::: MATERIAL FOR THE TASK
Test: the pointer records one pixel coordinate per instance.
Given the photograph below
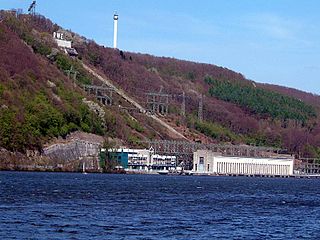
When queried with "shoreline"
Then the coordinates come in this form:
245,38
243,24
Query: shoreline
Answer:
296,176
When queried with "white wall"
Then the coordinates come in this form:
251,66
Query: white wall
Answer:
241,165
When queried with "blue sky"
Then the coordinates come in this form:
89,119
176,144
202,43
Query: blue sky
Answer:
271,41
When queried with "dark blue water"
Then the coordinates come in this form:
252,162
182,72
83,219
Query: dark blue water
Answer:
93,206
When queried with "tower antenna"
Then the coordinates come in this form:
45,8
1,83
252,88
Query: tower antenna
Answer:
115,30
32,8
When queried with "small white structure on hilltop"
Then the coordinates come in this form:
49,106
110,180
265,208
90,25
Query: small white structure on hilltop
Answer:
60,40
209,162
115,30
66,45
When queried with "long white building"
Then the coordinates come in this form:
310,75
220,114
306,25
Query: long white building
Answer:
208,162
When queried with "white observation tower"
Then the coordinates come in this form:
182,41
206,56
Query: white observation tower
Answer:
115,30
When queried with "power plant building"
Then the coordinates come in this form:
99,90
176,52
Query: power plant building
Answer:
143,160
209,162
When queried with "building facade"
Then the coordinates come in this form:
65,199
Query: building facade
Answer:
208,162
142,160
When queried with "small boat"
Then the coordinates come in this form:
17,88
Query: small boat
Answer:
163,172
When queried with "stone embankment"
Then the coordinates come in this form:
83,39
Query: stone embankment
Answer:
77,150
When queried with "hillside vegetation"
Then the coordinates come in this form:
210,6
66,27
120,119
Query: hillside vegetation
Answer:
37,95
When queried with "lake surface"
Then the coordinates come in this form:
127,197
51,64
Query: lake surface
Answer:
::::::
*THE PROBLEM*.
Restate the whole listing above exactly, please, omitting every image.

*FULL OUTPUT*.
Test: the pointer records one pixel coordinate per instance.
Given the photograph below
When queried with "shoreline"
Then the coordinates come in this form:
245,38
243,24
Query: shoreline
Answer:
296,176
When queried with "white wall"
Then the coordinates come in this form:
251,66
Query: white wall
Answer:
241,165
When queried with "blue sky"
Then the coordinates come in this form:
89,119
176,144
202,43
Query: blue sky
Answer:
271,41
When queried with "dark blue water"
Then the coordinates come in this form:
252,162
182,72
83,219
Query: dark blue water
Answer:
93,206
When queried with "tower antenna"
Then the coordinates come in this form:
45,8
1,83
252,88
Query: tower antenna
Answer:
115,30
32,8
When queried with "small white structure on hilltop"
Then the coordinates come in this form:
49,106
110,180
265,208
90,25
Query: small white structure on hilltop
Answer:
60,40
209,162
115,30
66,45
When queried with "long white building"
Then the coordinates come in this form:
310,75
220,114
306,25
Query: long white building
Answer:
208,162
When queried with "white observation tower"
Then the coordinates come in this form:
182,41
206,56
Query: white observation tower
Answer:
115,30
When queried with "power plant building"
Then the coordinates come in this form:
99,90
176,52
Query: power plant building
Answer:
143,160
209,162
When queried with "building facade"
Then the coordinates come in this form:
65,199
Query: building facade
Answer:
208,162
142,160
When queried with "small boat"
Then the coordinates come in this form:
17,88
Query: small boat
Answer:
163,172
When queried with "stone embankment"
Then the coordinates come in this form:
83,39
Query: stone embankment
Answer:
77,150
When queried with "hillside vegetation"
Then the coordinates come in this form:
210,6
66,27
120,119
Query: hillside vegetation
Answer:
37,95
When queried with "lake surface"
Then the coordinates come in this form:
127,197
51,64
Query: lake surface
Answer:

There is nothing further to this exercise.